TEXT UNDER STUDY:
----------

Dr. Polkinghorn is particularly concerned about my shortness of breath. I am unable to take deep breaths without pain in my rib cage area. In addition, the pain and muscle spasms in the middle of my back have increased significantly since my visit with Dr. Tom last week. Dr. Polkinghorn calls the hospital to order a chest x-ray before my appointment with him.
Ben and I go to Midcoast Hospital in Brunswick and wait for over an hour for the x-ray. After an hour's wait, Ben returns to the front desk to inquire when it will be my turn. Due to some strange glitch, my name has been crossed off the list because the technicians thought my x-ray had already been completed. The receptionist apologizes profusely when she realizes the mistake and I am quickly whisked into the x-ray room.
After the x-ray, we walk over to Dr. Polkinghorn's office. I have met him informally, but this is my first official office visit with Dr. P. He examines me and then Cindy takes my CBC and gives me my weekly Epigen shot. Dr. P reviews the results of the CBC and reports that my hematocrit has inched up two points, which is good news. I am moving out of the range of needing a blood transfusion. He then reviews the results of the chest x-ray and determines that the bottom of my lungs is not fully inflating, most likely due to the pain in my rib cage.
Dr. P wants to rule out the possibility of a blood clot in the lungs, so he calls the hospital to order a CAT scan of my chest area. He also orders an MRI to check the thoracic region of my spine to determine the source of my pain. Fortunately, the x-ray department is able to accommodate both of these tests immediately, so Ben and I walk back over to the hospital. The preliminary test results will be phoned to Dr. Polkinghorn as soon as the tests are completed.
After the tests, we return again to Dr. Polkinghorn's office to learn the results. The CAT scan shows no sign of blood clots, however, the MRI shows a series of tiny fractures running the length of the thoracic spine. This explains why I have been having so much pain in that area. Since I am supposed to have my regular appointment with Dr. Tom the next day, Dr. Polkinghorn defers to Dr. Tom and suggests that these findings be discussed in detail with Tom tomorrow. We have spent nearly the entire day between the Dr's office and the hospital, and Ben and I finally arrive home around 5 pm., totally exhausted. I am disheartened by the findings of more fractures in my spinal area, though I was half-expecting that this was the source of my pain.

----------

AVAILABLE DATA:
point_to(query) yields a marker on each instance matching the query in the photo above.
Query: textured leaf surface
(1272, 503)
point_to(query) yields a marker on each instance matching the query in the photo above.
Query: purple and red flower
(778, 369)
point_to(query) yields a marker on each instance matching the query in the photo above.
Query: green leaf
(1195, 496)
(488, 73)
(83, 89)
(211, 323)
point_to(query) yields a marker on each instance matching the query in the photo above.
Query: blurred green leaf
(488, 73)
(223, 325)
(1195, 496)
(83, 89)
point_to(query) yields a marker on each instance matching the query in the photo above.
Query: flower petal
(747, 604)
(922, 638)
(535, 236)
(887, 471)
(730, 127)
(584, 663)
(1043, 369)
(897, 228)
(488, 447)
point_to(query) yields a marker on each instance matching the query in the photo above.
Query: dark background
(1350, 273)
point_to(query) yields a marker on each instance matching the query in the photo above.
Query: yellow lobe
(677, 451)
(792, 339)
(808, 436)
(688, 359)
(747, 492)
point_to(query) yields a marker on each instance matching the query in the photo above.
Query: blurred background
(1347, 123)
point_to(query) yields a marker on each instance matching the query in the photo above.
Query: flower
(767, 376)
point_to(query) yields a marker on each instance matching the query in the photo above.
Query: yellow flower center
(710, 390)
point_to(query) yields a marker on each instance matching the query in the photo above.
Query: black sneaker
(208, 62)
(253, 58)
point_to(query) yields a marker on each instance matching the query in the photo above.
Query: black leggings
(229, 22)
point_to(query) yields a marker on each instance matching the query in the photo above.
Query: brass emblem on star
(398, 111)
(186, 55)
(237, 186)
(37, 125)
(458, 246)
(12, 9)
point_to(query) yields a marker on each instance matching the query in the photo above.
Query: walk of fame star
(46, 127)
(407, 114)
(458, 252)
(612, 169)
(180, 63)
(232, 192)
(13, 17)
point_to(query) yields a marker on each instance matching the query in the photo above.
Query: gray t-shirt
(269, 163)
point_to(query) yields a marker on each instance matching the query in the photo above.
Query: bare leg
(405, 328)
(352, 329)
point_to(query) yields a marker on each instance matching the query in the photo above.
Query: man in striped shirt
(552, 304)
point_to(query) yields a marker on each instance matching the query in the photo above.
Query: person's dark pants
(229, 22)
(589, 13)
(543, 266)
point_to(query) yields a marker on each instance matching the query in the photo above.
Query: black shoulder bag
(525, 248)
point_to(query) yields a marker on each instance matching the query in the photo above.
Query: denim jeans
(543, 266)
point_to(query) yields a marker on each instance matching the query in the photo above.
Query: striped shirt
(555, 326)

----------

WHAT TO DO:
1/ In the hospital-day account, by how much did the narrator's hematocrit rise?
2/ In the hospital-day account, why did Dr. Polkinghorn suggest that the MRI findings be discussed in detail with Dr. Tom rather than with him? Answer in one to three sentences.
3/ Write a continuation of the hospital-day account, starting after its final sentence.
The entries come from a separate source and have no connection to the hospital-day account.

EXPECTED OUTPUTS:
1/ It rose two points.

2/ The narrator was already scheduled for a regular appointment with Dr. Tom the next day, so Dr. Polkinghorn deferred to Dr. Tom and proposed going over the findings with him then.

3/
November 24, 1999: Christy is flying in from Norfolk, VA to join us for Thanksgiving. She has been in Norfolk for two days of business meetings and plans to fly to Washington, DC, change planes in Boston and then fly into Portland, hoping to arrive by 10:30 am. However, the entire east coast is socked in with heavy fog and after many flight cancellations and changes, Christy finally arrives around 5 pm. It has been a very long day for her, but we are so happy she will be joining us for the holiday. Her husband, Nils, will drive up tomorrow morning from Boston.
Christy will be learning to roast her first turkey. She insists that I relax in my recliner, watch the Macy's Thanksgiving Day Parade, and relay instructions to her in the kitchen. It will be an easy dinner as Mary Ann Canfield has prepared a pumpkin pie and my friends, Mary Lou and Bob have dropped off a homemade apple pie as well.
It is so important to pass on simple holiday traditions. Roasting a turkey only takes time and advance preparation, but I can remember being a nervous wreck when I cooked my first turkey. It took me two days to do all the preparations and I swear it took 12 hours to cook the turkey. I was so used to having my mother and grandmother do all the cooking. Especially now with my illness, I think of many things that I want to pass along to my daughter. There are so many family memories and traditions that I want her to remember and treasure forever.